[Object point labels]
■ ■ ■

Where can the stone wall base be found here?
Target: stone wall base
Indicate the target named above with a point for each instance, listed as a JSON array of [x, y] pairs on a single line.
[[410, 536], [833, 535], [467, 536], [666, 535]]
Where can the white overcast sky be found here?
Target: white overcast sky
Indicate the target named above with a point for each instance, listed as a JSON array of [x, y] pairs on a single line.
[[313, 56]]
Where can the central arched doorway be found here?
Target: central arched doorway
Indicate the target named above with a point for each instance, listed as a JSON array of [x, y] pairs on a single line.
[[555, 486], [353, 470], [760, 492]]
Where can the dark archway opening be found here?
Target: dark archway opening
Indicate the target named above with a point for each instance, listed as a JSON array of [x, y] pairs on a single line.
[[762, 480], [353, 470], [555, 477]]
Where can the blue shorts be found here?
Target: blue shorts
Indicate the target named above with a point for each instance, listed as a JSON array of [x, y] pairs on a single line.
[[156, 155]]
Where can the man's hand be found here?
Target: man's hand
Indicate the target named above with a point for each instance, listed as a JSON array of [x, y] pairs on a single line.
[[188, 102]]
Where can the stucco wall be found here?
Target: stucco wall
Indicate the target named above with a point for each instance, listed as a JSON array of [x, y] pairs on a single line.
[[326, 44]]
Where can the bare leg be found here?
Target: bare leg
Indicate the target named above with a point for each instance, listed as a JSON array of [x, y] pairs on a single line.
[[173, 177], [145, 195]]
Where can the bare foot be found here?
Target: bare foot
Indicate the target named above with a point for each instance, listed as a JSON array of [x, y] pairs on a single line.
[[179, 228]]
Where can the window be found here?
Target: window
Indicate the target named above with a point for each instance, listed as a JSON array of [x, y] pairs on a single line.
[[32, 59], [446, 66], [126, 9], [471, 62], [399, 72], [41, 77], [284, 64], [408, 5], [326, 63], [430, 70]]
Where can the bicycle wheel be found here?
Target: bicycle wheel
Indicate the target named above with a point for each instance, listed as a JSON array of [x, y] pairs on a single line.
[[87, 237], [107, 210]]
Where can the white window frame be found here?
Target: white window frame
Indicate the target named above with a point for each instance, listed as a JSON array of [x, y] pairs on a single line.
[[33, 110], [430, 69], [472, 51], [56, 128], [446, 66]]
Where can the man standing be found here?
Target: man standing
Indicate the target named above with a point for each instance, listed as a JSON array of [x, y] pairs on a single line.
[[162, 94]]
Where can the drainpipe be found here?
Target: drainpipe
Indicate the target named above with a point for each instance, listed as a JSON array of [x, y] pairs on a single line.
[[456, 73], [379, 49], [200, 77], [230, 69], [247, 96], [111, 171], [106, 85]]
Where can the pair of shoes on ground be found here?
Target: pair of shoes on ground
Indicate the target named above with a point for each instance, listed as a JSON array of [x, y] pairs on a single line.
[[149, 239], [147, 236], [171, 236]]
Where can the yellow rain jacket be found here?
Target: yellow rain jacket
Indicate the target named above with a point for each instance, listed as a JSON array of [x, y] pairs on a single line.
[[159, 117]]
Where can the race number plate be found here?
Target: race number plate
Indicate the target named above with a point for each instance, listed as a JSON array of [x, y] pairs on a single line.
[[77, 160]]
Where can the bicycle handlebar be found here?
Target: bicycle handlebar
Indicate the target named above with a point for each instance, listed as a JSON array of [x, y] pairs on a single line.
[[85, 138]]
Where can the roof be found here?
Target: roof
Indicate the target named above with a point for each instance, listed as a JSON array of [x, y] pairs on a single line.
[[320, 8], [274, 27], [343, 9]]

■ ■ ■

Exercise directions>
Copy the entries word for word, beginning at the line that contains "Where can the bare foot be found here?" and ending after the line that contains "[[87, 237], [107, 210]]".

Answer to the problem>
Where can the bare foot be found here?
Target: bare foot
Indicate the target named above with a point for each instance, listed as a JSON array of [x, y] pairs on a single line.
[[179, 228]]
Where can the window be found here?
Target: window
Indicate the target named above with a point for each instance, listed as a JSON array of [x, y] pairs on a single line.
[[32, 59], [446, 66], [126, 9], [471, 62], [399, 72], [41, 77], [284, 64], [408, 5], [326, 63], [430, 70]]
Where can the bicycle wheel be found here?
Target: bicycle wheel
Indicate the target named above with a point for each instance, listed as a JSON array of [x, y] pairs on a single line.
[[87, 237], [107, 210]]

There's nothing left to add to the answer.